STATED EXERCISE — Substitute "nonzero winding rule" for every "even-odd rule" in the lines below, leaving everything else unchanged.

DATA FOR THIS TASK —
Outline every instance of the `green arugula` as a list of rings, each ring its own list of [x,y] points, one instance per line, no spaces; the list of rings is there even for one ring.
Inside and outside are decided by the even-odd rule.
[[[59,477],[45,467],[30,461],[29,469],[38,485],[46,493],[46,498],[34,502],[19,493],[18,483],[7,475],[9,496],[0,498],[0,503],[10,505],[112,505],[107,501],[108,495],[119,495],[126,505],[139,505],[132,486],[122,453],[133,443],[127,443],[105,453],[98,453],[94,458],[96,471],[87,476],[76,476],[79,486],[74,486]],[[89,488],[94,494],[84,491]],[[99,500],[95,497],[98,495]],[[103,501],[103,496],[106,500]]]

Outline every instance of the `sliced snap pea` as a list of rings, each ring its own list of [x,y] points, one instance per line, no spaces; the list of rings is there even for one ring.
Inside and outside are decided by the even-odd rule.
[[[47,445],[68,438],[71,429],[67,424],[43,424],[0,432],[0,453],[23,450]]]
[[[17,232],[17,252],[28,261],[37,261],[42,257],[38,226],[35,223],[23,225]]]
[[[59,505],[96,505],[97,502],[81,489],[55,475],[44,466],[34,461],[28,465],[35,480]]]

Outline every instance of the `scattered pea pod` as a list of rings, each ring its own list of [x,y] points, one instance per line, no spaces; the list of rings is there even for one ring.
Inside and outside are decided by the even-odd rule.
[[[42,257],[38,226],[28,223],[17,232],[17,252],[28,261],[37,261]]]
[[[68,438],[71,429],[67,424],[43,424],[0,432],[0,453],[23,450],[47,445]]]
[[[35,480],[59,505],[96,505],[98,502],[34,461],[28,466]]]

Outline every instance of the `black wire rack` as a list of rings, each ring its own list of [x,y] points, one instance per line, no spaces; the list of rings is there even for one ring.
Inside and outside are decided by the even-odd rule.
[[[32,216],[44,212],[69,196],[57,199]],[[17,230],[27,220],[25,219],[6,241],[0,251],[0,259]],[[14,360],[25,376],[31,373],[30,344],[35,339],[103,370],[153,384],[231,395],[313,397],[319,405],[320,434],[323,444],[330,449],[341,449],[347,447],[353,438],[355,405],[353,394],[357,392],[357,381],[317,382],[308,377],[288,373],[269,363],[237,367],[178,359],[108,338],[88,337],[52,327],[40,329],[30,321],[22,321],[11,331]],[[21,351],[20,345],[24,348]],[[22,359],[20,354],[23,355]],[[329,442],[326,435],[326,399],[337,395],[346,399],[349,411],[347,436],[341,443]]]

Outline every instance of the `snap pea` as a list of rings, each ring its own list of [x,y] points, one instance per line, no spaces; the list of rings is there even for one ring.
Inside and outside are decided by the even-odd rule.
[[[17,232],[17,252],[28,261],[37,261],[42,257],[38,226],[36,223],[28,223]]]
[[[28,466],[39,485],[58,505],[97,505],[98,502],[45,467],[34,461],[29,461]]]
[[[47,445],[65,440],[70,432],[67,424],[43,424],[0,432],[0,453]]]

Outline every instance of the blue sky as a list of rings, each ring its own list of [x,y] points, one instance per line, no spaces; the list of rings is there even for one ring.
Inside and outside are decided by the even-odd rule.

RESPONSE —
Outline every instance of the `green arugula` as a list of rings, each ring its own list of [x,y] points, one instance per line, no spaces; the list of rings is there even for one ring.
Inside and outside are decided by the nonzero winding rule.
[[[59,477],[45,467],[30,461],[29,469],[38,485],[46,493],[46,498],[34,502],[19,493],[18,483],[7,475],[9,496],[0,498],[0,503],[10,505],[112,505],[107,501],[108,495],[119,495],[126,505],[139,505],[132,486],[122,453],[133,443],[127,443],[105,453],[98,453],[94,458],[96,471],[87,476],[76,476],[79,486],[74,486]],[[89,488],[94,494],[84,491]],[[99,500],[95,497],[98,495]],[[103,501],[103,496],[106,500]]]

Outline every instance of the `sliced snap pea` as a list of rings, each ring its own list of [x,y] points, one instance per line, no spaces; the list of rings is there even for one ring.
Inside and outside are decided by the nonzero winding rule.
[[[47,445],[68,438],[71,429],[67,424],[43,424],[0,432],[0,453],[23,450]]]
[[[17,232],[17,252],[28,261],[37,261],[42,257],[38,226],[35,223],[23,225]]]
[[[59,505],[96,505],[97,502],[81,489],[55,475],[44,466],[34,461],[28,465],[35,480]]]

Outline every instance of the `scattered pea pod` as a list of rings, each ring its own list of [x,y] points, one instance per line, no spaces; the list of rings is there even for one ring.
Inside and outside are decided by the nonzero winding rule.
[[[42,257],[38,226],[28,223],[17,232],[17,252],[28,261],[37,261]]]
[[[68,438],[71,429],[67,424],[43,424],[0,432],[0,453],[23,450],[47,445]]]
[[[35,480],[59,505],[96,505],[98,502],[34,461],[28,466]]]

Outline every instance of the `black wire rack` as a list of rings, each ring its own list of [x,y] points, one instance per line, no spaces; the list of rings is there even for one ring.
Inside and outside are decided by the nonzero winding rule.
[[[32,216],[44,212],[69,196],[57,199]],[[17,230],[27,220],[25,219],[6,241],[0,251],[0,259]],[[14,360],[25,376],[31,373],[30,344],[35,339],[103,370],[153,384],[231,395],[313,397],[319,405],[320,434],[323,444],[330,449],[341,449],[347,447],[353,438],[355,405],[353,394],[357,392],[357,381],[317,382],[308,377],[288,373],[269,363],[237,367],[178,359],[108,338],[88,337],[52,327],[40,329],[30,321],[22,321],[11,331]],[[21,351],[20,345],[24,348]],[[22,359],[20,354],[23,355]],[[329,442],[326,435],[326,399],[337,395],[346,399],[349,411],[347,436],[341,443]]]

Outline every instance of the `snap pea` as a list of rings, each ring its own list of [x,y] points, one instance per line, no spaces; the list of rings is there even for one ring.
Inside and outside are decided by the nonzero winding rule.
[[[17,232],[17,252],[28,261],[37,261],[42,257],[38,226],[36,223],[28,223]]]
[[[28,466],[39,485],[58,505],[97,505],[98,502],[45,467],[34,461],[29,461]]]
[[[47,445],[65,440],[70,432],[67,424],[43,424],[0,432],[0,453]]]

Outline every instance of the blue sky as a list of rings, each ring its own list of [x,y] points, one instance per line, no spaces; the list of rings is there even for one ring.
Inside and outside are decided by the nonzero winding rule.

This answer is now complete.